## start Source text

Wow. On the second try, I got germinated brown rice right, and it's excellent. The texture is closest to good sushi rice, distinctly chewy. The taste is like good brown rice, but distinctly umami-er.

Technique:

(1) Brew strong green tea. You won't be drinking it, so go ahead and oversteep it. This inhibits fermentation.

(2) Let the tea cool down below 100 degF. (This is how I got the first attempt wrong. Boiling tea, uh, somehow seems to hinder germination.)

(3) Put the tea and some brown rice in some reasonable vessel and keep it between 80 and 100 degF (I used 95) for around 16 hours (I used the mini-fridge I got when I was a feckless yuppie).

(4) Pour off the water, rinse the rice until it doesn't smell like oversteeped green tea at all. I filled and emptied the pot I had steeped it in 3 times.

(5) Cook at as you normally would (I cooked it in the rice cooker, ate a handful straight out of there which I quite enjoyed, and have been making fried rice with the rest), or allegedly you can eat it raw now (I didn't).

## end Source text

= Job 1 =
Render the part of the records that opens with the line containing "pin: kitchen knife" and runs through the end of the records as a JSON list of strings, one string per line, with blank lines omitted.
The records that follow are unrelated to the text on germinated brown rice.

## start Extracted information

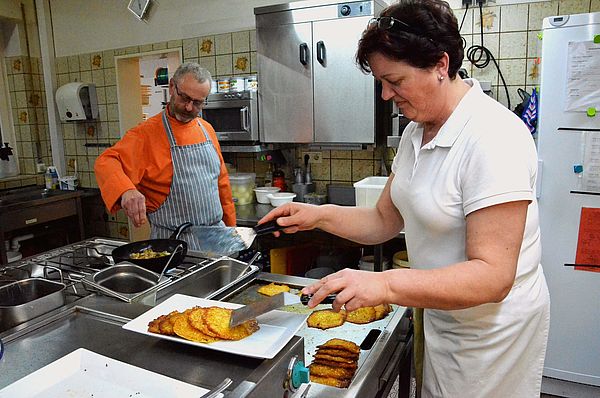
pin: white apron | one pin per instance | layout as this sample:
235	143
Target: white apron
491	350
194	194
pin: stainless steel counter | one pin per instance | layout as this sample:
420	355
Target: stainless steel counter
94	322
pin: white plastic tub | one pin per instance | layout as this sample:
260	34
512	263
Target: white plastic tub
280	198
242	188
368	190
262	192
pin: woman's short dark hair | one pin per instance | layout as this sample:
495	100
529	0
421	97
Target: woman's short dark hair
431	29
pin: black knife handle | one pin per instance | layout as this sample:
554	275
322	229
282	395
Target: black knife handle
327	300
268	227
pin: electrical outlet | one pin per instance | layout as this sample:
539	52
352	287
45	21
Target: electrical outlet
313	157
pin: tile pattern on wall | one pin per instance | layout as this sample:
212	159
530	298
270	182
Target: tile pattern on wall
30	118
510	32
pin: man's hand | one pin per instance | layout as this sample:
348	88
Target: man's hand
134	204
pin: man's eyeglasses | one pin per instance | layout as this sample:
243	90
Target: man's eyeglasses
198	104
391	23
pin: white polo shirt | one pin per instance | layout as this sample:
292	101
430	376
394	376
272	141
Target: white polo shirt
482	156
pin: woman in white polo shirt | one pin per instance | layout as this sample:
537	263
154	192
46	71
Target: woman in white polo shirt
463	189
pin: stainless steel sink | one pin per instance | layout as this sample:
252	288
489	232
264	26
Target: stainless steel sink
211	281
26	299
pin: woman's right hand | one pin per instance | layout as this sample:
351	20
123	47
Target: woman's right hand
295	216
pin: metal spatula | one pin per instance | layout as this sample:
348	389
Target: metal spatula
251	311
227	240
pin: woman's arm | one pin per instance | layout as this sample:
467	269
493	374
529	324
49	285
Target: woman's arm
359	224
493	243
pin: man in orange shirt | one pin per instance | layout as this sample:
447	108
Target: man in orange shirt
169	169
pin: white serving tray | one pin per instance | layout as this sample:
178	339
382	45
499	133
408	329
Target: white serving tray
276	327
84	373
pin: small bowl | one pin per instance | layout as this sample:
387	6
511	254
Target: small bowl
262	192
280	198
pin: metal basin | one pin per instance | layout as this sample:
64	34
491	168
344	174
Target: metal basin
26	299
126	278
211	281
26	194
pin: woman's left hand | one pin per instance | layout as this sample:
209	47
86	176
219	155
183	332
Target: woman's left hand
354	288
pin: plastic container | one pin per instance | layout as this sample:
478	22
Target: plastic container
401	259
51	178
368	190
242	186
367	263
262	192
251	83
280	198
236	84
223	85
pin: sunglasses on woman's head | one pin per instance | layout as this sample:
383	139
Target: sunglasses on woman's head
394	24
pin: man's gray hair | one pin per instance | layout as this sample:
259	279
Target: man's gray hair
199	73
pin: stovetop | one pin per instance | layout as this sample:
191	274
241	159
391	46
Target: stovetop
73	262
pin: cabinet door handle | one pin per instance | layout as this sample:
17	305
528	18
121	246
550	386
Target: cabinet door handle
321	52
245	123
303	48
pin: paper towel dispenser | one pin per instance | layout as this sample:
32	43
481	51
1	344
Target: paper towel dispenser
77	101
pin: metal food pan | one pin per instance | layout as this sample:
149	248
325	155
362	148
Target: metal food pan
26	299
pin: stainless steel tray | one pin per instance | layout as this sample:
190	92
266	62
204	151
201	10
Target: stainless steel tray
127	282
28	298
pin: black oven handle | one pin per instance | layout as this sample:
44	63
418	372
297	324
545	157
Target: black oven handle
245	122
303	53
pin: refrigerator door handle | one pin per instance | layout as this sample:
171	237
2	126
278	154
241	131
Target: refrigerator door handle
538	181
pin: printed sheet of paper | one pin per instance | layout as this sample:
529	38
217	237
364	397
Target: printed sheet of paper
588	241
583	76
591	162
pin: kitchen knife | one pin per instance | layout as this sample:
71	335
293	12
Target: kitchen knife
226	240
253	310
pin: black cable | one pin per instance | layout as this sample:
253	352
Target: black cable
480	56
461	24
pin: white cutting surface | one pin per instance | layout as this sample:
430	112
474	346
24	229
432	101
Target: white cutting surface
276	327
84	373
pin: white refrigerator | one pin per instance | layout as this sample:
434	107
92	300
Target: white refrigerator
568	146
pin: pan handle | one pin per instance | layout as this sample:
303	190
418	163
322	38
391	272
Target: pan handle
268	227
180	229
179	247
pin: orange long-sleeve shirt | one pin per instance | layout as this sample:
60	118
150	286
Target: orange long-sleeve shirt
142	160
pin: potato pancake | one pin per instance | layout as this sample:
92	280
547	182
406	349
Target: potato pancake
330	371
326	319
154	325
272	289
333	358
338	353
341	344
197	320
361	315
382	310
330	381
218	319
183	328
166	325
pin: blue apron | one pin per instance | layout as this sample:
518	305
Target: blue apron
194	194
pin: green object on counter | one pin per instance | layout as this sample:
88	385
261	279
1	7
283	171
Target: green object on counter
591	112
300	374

## end Extracted information

= Job 2 =
Carry the germinated brown rice text forward from its final sentence.

= Written reply 1 =
[
  "pin: kitchen knife | one pin per instance | layout as this sample:",
  "71\t335",
  "293\t12",
  "Target: kitchen knife",
  "226\t240",
  "253\t310",
  "pin: black cable | one pin per instance | layout as this sample:",
  "253\t352",
  "Target: black cable",
  "480\t56",
  "461\t24",
  "pin: white cutting surface | one pin per instance | layout as this sample:",
  "430\t112",
  "474\t346",
  "24\t229",
  "432\t101",
  "Target: white cutting surface",
  "276\t327",
  "84\t373",
  "pin: white refrigerator | one pin per instance | layout as this sample:",
  "434\t107",
  "92\t300",
  "Target: white refrigerator",
  "568\t146",
  "pin: pan handle | one pin per instance | layout as this sample:",
  "303\t190",
  "418\t163",
  "322\t38",
  "391\t272",
  "Target: pan handle",
  "268\t227",
  "180\t229",
  "179\t247",
  "pin: orange long-sleeve shirt | one pin per instance | layout as this sample:",
  "60\t118",
  "150\t286",
  "Target: orange long-sleeve shirt",
  "142\t160",
  "pin: potato pancake | one pin per instance | layout as this sample:",
  "92\t280",
  "547\t182",
  "406\t349",
  "Target: potato pancake",
  "330\t371",
  "326\t319",
  "154\t325",
  "272\t289",
  "333\t358",
  "338\t353",
  "341\t344",
  "197\t320",
  "361\t315",
  "382\t310",
  "330\t381",
  "218\t319",
  "183\t328",
  "166\t325",
  "pin: blue apron | one pin per instance | layout as this sample:",
  "518\t305",
  "Target: blue apron",
  "194\t194",
  "pin: green object on counter | one pin per instance | layout as this sample:",
  "88\t385",
  "261\t279",
  "1\t7",
  "283\t171",
  "Target: green object on counter",
  "591\t112",
  "300\t374"
]

= Written reply 2 =
Failure to germinate just results in perfectly edible brown rice. Letting it ferment apparently stinks, though perhaps us beer fiends won't mind. The green-tea version definitely does not stink; I tasted nothing but rice, no noticeable tea residue at all.

Supposedly germination converts the starch into some more amino acids than you would otherwise get, including GABA.

Dec. 2nd, 2008

House Night = sushi night forever

Need to work on my maki technique. Getting to eat the results is a good incentive to practice.

Things that are now verified to be good in maki:

asparagus (we knew that)
(by the meat-eaters) raw tuna (they knew that)
brie + roasted garlic
brie + pesto + tomatoes + cucumbers

The rice needs to be in perfect shape. GBR fresh out of the rice cooker would have been ideal; my GBR that I cooked yesterday and reheated today was less so, and the stuff I whipped up in a hurry with not enough water (because it was drier than GBR to start with) was not so great either.

I need to find out what Snappy Sushi wraps their portabella roll in. It's like a yellow veggie tortilla, but super-thin.

Need wasabi root.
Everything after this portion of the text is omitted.